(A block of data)
· · · ·
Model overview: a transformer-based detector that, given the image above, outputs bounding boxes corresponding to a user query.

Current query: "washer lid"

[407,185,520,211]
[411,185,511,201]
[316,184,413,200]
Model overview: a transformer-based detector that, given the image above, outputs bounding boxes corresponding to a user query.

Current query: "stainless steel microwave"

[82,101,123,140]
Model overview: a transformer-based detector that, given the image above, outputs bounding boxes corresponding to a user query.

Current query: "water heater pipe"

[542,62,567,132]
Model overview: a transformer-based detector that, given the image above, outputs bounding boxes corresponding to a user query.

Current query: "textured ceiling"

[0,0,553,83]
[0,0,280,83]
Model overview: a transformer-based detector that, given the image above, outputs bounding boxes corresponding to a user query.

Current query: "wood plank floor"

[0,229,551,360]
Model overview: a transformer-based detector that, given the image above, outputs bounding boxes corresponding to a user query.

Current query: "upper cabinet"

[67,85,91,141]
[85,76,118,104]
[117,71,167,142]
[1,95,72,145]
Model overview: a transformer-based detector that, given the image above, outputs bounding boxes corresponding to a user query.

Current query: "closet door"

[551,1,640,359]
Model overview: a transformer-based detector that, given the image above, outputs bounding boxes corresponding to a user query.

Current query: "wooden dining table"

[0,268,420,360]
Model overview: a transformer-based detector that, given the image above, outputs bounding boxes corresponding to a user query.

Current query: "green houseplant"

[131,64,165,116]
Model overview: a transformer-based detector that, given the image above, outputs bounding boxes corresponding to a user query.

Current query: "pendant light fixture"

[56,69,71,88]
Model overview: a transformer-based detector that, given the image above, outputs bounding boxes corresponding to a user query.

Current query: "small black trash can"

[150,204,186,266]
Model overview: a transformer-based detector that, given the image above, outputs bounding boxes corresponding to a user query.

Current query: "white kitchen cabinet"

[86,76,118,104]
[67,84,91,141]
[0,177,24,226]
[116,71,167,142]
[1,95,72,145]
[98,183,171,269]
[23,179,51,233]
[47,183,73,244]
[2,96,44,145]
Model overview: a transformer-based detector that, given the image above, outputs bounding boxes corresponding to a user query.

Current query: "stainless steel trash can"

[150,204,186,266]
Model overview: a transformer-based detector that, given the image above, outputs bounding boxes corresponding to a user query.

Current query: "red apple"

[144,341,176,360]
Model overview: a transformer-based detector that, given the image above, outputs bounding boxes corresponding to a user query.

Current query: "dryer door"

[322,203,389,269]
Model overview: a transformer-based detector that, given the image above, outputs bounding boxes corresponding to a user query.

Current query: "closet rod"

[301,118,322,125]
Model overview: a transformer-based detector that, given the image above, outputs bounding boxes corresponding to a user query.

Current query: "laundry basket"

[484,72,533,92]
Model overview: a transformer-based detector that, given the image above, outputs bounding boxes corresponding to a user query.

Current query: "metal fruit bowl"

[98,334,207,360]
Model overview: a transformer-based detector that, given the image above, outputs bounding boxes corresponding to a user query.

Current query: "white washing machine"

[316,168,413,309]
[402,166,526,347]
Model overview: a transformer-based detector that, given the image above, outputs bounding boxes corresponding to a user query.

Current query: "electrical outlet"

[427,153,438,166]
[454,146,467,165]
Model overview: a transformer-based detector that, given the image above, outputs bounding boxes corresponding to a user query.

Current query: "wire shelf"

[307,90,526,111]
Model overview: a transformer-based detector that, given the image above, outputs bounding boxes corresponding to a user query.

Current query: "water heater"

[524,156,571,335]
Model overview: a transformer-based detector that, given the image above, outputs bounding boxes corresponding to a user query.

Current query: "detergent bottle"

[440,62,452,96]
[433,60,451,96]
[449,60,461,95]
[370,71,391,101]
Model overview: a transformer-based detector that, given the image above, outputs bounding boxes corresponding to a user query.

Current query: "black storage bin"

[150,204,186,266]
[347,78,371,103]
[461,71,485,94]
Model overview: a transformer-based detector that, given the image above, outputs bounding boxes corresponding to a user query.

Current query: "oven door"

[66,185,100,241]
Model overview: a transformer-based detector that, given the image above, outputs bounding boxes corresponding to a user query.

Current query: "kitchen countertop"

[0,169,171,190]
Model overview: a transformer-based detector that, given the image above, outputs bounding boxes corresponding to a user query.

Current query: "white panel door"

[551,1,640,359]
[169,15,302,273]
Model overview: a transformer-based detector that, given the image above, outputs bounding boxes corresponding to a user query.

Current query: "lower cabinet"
· · · ·
▶ [GOAL OF THE EXERCISE]
Recopy the entries above exactly, with every line included.

▶ [ANSWER TO THIS EXERCISE]
Model overview: a transformer-based detector that, given the image above, outputs bounding boxes corresponding to a user query.

Current query: "washer lid"

[407,185,520,211]
[411,185,511,201]
[316,184,413,200]
Model overview: a transformer-based detector that, given the image above, outputs bounding boxes corresponding to a user query.

Current query: "stainless steel microwave"

[82,101,123,140]
Model overview: a transformer-based detector that, given the image above, outputs bounding boxes corresponding to a user query.

Current query: "water heater pipe"

[542,62,567,132]
Model overview: a transformer-based detector that, given the image above, outputs bounding boxes corresponding to a user query.

Current query: "textured ceiling"

[0,0,553,83]
[0,0,280,83]
Model overview: a transformer-based detector that, given the image above, outputs bounding boxes corresponding to a user query.

Current query: "wood plank floor"

[0,229,551,360]
Model overview: a transformer-based detector that, given the image above, outputs bounding boxes corresponding to a user query.

Current query: "upper cabinet"

[67,85,91,141]
[85,76,118,104]
[117,71,167,142]
[1,95,72,145]
Model overview: a transformer-based detector that, given the image above, outputs bounding boxes corresponding to a user query.

Current query: "closet door"

[551,1,640,359]
Model overview: a transformer-based detector that, given the image above, outputs bounding boxes corresponding to a user query.

Current query: "wooden dining table"

[0,268,420,360]
Model overview: a transformer-based detector that, given the image above, outputs bounding boxes corresponding to a user query.

Current query: "green houseplant"

[131,64,165,116]
Model overview: a transformer-based detector that, given the image above, outputs bounding boxes corresponding to a user query.

Current query: "pendant light fixture"

[56,69,71,88]
Model overview: a transformer-based detector that, given the image above, outputs bounding boxes corresponding to a user query.

Current query: "small black trash can"

[150,204,186,266]
Model overview: a transformer-based detector that, given the image above, outputs bounding boxes corresponding to a user query.

Current query: "white kitchen cabinet"

[86,76,118,104]
[67,84,91,141]
[0,177,24,226]
[116,71,167,142]
[1,95,72,145]
[98,183,171,269]
[23,179,51,233]
[47,183,73,244]
[2,96,44,145]
Model overview: a transformer-based detector that, given the image above, outputs bounding boxes corresponding to a user query.

Current query: "stainless steel trash can"

[150,204,186,266]
Model overview: a transformer-based detector that, given the image above, outputs bounding boxes corresponding to a user query.

Current query: "red apple"

[144,341,176,360]
Model overview: a transformer-based detector that, given the image above, outputs bounding boxes corresponding to a user query.

Current query: "dryer door"

[322,203,389,269]
Model overview: a transformer-based detector that, given the image above, outputs bounding boxes corresponding to a user query.

Current query: "closet rod"

[301,118,322,125]
Model overview: a transformer-based detector that, given the image above, outputs bounding boxes corresponding to a user query.

Current query: "laundry basket"

[484,72,533,92]
Model overview: a transformer-based detector that, given the image above, outputs bounding boxes corresponding to a user query.

Current query: "metal fruit bowl"

[98,334,207,360]
Model overview: a transformer-based detector that, given the image above, outputs bounding boxes corresponding to a user query.

Current query: "white washing machine"

[316,168,413,309]
[402,166,526,347]
Model overview: a transformer-based detector that, given the image above, outputs bounding boxes corresponding to a user query.

Current query: "electrical outlet"

[427,153,438,166]
[454,146,467,165]
Model overview: a transformer-based detector that, given the image above, outputs bounding boxes corresponding to a user query.

Current query: "wire shelf"

[307,90,526,111]
Model overview: a transformer-based detector that, given the image above, outputs bounding boxes corresponding to a user query.

Current query: "water heater"

[524,156,571,335]
Model overview: a transformer-based detector that, given the image above, outputs bounding boxes corresponding to a user query.

Current query: "detergent bottle"

[440,62,452,96]
[433,60,451,96]
[449,60,461,95]
[370,71,391,101]
Model overview: a transformer-based detector that, given the image above, outputs bounding boxes corresponding to a user query.

Current query: "black storage bin"

[150,204,186,266]
[347,78,371,103]
[461,71,485,94]
Model overview: a transformer-based detector that, given the image above, outputs bounding boxes corresponding to a user query.

Current query: "oven door"

[66,185,100,241]
Model overview: a transformer-based detector that, given the image above, outputs bounding boxes corresponding to a user query.

Current query: "kitchen countertop"

[0,169,171,190]
Model overview: a transformer-based detector that, given the image above, outputs bounding boxes corresponding to a user query.

Current query: "white panel door"

[551,1,640,359]
[169,15,302,273]
Model overview: a transformer-based detector that, given the image above, outputs bounding boxes corresponding to a user query.

Current query: "lower cabinet"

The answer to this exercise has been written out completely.